# [Problem 1]
Answer these from the lavender passage, one line each:
(a) In which years did Marguerite Maury receive her two international prizes?
(b) Under what title were her research results published in English?
(c) For how long did the patient with the below-knee amputation have almost complete pain relief after his massage?
# [Problem 2]
Echo the section of the lavender passage that opens with the words containing "In all cases" and closes with "to abate immediately.", copying it without changes.

# [Extract to read]
In all cases the following is noted: rapid disappearance of pus; decrease in the number of bacteria; powerful stimulation of healing; recovery in a very short time. It is as though the physiological matter receives an added dynamism causing the pathological phenomena to abate immediately.
The work of Gattefosse was taken up by Marguerite Maury (1895-1968) in France after the Second World War. Mme Maury was a dedicated and inspired woman who did much to establish the reputation of aromatherapy. She set up the first aromatherapy clinics in Paris, Britain and Switzerland and was awarded two international prizes (in 1962 and 1967 respectively) for her studies on essential oils and cosmetology. In her research work she focused on the rejuvenating properties of essential oils, the results of which were published in English as The Secret of Life and Youth (1964). From her writing it is clear that she valued lavender primarily as a skin care agent and a ‘restorer of balance’, but also as a nerve tonic:
In cases of great exhaustion, of fatigue caused by physical effort, or excessive barometric changes, a friction with pure lavender essences without spirits works wonders.4
Mme Maury also emphasized the psychological impact of fragrance and the importance of choosing the correct oils for each patient so as to make a personalized blend or ‘individual prescription’. Her work in many ways set the tone for aromatherapy as it developed in the UK, not only as a beauty therapy with its emphasis on skin care, but also as a treatment for stress and nervous/emotional disorders.
For in Britain, unlike France, aromatic oils are used principally by ‘complementary’ practitioners – notably by aromatherapists – and increasingly by nurses working in hospital wards. This helps to explain why the majority of ‘field’ studies carried out in the UK have been undertaken by independent researchers or by nurses, rather than by medical doctors as in France. Such studies have tended to concentrate on the nervine, analgesic and sedative properties of lavender oil, applied externally through massage, baths or simply by inhalation.
Lavender is an oil which has undergone a considerable amount of research in the past few years, and is in fact the most frequently used essential oil in hospitals in the UK today:
In one Oxford hospital, lavender oil has been used for a number of years to help patients sleep at night, either by giving them a lavender bath or by sprinkling a little oil on their bedclothes. Lavender has also been used to enhance analgesia (pain-relief) in cases of arthritis, muscular tension and muscle spasm One patient who had an amputation below the knee enjoyed almost complete relief from pain for 90 minutes after being massaged on his upper leg with diluted lavender oil. In addition, the scent of lavender was found to help patients relax before surgery and prolong the effect of any pre-operative medication.

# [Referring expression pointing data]
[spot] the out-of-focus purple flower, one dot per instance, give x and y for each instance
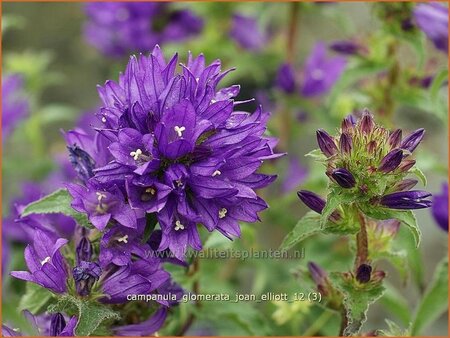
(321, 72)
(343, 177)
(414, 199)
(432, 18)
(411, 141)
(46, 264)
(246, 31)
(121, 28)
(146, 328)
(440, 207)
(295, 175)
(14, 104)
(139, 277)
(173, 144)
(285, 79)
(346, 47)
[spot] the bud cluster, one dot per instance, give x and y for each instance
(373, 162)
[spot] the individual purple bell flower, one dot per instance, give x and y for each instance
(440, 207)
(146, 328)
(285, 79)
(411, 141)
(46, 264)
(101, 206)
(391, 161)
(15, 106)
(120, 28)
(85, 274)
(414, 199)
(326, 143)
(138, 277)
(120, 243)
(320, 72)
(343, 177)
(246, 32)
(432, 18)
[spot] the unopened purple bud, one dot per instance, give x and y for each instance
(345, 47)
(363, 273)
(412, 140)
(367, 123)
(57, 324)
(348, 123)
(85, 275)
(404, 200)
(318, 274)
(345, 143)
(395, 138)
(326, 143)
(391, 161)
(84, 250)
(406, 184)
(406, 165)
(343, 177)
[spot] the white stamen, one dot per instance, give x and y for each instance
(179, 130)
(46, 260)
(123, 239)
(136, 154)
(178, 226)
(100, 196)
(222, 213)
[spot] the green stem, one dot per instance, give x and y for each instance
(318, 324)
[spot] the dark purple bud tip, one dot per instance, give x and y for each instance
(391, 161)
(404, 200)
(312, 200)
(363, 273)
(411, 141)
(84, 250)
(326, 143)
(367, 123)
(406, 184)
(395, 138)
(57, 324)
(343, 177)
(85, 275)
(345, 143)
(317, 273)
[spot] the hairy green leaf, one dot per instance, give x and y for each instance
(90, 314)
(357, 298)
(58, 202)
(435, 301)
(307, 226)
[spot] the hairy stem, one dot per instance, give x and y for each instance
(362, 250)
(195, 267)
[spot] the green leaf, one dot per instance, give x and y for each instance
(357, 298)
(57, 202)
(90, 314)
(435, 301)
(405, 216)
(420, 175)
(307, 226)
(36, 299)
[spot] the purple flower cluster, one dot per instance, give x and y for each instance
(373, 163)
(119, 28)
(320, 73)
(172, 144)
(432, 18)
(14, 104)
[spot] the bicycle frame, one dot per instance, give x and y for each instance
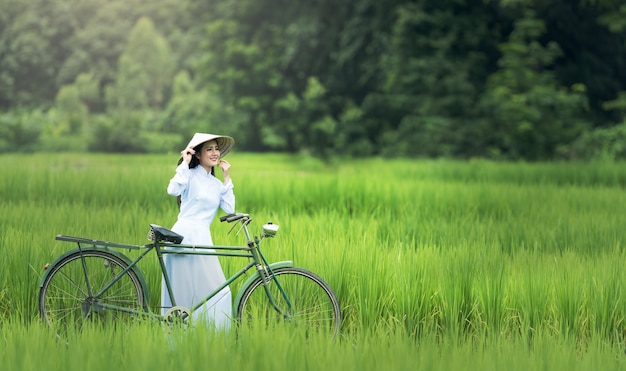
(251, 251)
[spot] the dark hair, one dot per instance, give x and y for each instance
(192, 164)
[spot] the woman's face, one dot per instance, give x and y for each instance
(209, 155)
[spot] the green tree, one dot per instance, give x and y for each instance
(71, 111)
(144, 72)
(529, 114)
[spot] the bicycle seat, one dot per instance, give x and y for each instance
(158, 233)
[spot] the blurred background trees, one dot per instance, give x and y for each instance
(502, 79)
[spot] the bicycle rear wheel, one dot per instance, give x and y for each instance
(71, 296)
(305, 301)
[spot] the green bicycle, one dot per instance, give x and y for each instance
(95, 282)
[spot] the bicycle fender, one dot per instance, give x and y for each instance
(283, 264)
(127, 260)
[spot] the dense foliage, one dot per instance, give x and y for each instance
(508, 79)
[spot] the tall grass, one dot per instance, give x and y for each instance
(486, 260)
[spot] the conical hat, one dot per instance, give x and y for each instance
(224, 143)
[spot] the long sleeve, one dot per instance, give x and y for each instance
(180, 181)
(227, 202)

# [Written solution 1]
(a) 1962 and 1967
(b) The Secret of Life and Youth
(c) 90 minutes

# [Written solution 2]
In all cases the following is noted: rapid disappearance of pus; decrease in the number of bacteria; powerful stimulation of healing; recovery in a very short time. It is as though the physiological matter receives an added dynamism causing the pathological phenomena to abate immediately.